By Alex Dombroff
Minutes after overcoming a vicious cut and an equally vicious Joshua Clottey, welterweight champion Miguel Cotto was asked what lies ahead for him. His response – one word – was as confident as any punch he threw all night. “Vacation!” And who could blame him?
Cotto (34-1, 27 KOs) fighting in front of a raucous crowd of supporters at Madison Square Garden on the eve of New York’s Puerto Rican Day parade, looked beat up and exhausted at the post fight press conference following his grueling split decision win over Clottey.
And his appearance was brief.
Cotto only stopped to chat for a few minutes, en route to the hospital where the cut, which opened in third round above his left eye after an accidental headbutt, needed stitching.
“I am a little tired and have a huge cut on my left eye,” said Cotto. “I didn’t see the right hand coming. In the last five rounds, I handled it pretty well.”
Cotto’s opinion wasn’t far off from that of the judges.
Judges John McKaie (115-112) and Don Trella (116-111), had Cotto sweeping the last three and four rounds, respectively, on their scorecards. The dissenting opinion, turned in by Tom Miller (113-114), had Clottey winning five of the last six rounds.

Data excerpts
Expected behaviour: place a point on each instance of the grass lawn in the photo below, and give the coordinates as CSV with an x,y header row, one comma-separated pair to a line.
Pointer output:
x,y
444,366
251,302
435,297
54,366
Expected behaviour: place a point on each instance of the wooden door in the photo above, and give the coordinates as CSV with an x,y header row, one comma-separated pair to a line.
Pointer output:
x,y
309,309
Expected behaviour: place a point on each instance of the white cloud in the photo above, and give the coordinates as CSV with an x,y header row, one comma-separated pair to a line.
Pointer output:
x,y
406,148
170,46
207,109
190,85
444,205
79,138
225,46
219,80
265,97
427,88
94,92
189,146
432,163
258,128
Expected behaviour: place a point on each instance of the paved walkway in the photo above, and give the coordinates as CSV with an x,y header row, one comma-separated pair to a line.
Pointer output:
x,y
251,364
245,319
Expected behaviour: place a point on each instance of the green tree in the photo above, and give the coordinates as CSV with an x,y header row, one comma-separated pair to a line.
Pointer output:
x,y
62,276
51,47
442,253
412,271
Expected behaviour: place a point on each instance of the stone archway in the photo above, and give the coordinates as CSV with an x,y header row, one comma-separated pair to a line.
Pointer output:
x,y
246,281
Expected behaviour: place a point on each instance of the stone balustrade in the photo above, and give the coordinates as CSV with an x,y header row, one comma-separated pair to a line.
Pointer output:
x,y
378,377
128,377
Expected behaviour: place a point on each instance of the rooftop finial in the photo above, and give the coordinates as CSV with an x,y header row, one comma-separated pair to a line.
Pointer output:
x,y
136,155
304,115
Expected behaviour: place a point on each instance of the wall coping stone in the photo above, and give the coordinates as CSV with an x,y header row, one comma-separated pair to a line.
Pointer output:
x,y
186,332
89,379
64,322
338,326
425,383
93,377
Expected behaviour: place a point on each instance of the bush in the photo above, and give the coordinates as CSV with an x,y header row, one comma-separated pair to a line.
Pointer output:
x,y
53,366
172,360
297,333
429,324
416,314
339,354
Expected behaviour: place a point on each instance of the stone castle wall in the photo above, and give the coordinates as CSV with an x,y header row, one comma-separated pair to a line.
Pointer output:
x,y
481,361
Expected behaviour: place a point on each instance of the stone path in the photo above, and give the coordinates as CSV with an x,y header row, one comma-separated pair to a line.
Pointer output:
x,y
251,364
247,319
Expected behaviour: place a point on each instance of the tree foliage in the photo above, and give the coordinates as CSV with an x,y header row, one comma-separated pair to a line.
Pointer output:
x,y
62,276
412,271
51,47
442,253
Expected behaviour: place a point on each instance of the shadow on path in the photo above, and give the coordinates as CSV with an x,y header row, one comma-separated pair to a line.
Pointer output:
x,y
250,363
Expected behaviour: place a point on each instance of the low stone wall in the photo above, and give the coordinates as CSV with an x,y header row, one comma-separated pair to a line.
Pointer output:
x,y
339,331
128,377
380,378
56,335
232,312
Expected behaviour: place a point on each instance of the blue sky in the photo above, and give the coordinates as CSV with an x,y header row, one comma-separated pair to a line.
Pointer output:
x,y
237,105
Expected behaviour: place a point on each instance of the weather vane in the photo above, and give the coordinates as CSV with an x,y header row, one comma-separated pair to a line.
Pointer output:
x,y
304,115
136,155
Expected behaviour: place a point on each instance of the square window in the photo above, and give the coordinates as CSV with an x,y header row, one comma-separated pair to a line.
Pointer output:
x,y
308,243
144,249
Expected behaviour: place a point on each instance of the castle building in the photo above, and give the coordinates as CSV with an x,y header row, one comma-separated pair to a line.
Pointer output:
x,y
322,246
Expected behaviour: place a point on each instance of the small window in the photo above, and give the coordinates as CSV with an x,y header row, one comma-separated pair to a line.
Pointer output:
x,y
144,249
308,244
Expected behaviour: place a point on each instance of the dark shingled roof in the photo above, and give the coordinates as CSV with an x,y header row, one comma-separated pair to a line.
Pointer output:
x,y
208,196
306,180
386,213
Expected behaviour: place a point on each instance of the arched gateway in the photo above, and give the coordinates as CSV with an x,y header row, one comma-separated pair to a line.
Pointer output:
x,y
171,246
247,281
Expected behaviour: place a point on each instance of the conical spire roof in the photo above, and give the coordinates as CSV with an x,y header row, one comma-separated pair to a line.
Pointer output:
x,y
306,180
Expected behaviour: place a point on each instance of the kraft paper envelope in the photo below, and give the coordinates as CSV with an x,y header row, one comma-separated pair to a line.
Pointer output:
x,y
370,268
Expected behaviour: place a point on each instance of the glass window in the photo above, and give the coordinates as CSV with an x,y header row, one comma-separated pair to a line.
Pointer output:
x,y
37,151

> [Task instructions] For each statement, say yes or no to whether the report on Cotto's fight with Clottey supports it, and quote the words from the report that settle it. 1. The cut above Cotto's left eye opened in the third round. 2. All three judges scored the fight for Cotto. 3. The fight took place at Madison Square Garden. The data excerpts have nothing to do with what comes next.

> [Exercise result]
1. Yes: "the cut, which opened in third round above his left eye after an accidental headbutt"
2. No: "The dissenting opinion, turned in by Tom Miller (113-114), had Clottey winning five of the last six rounds."
3. Yes: "fighting in front of a raucous crowd of supporters at Madison Square Garden"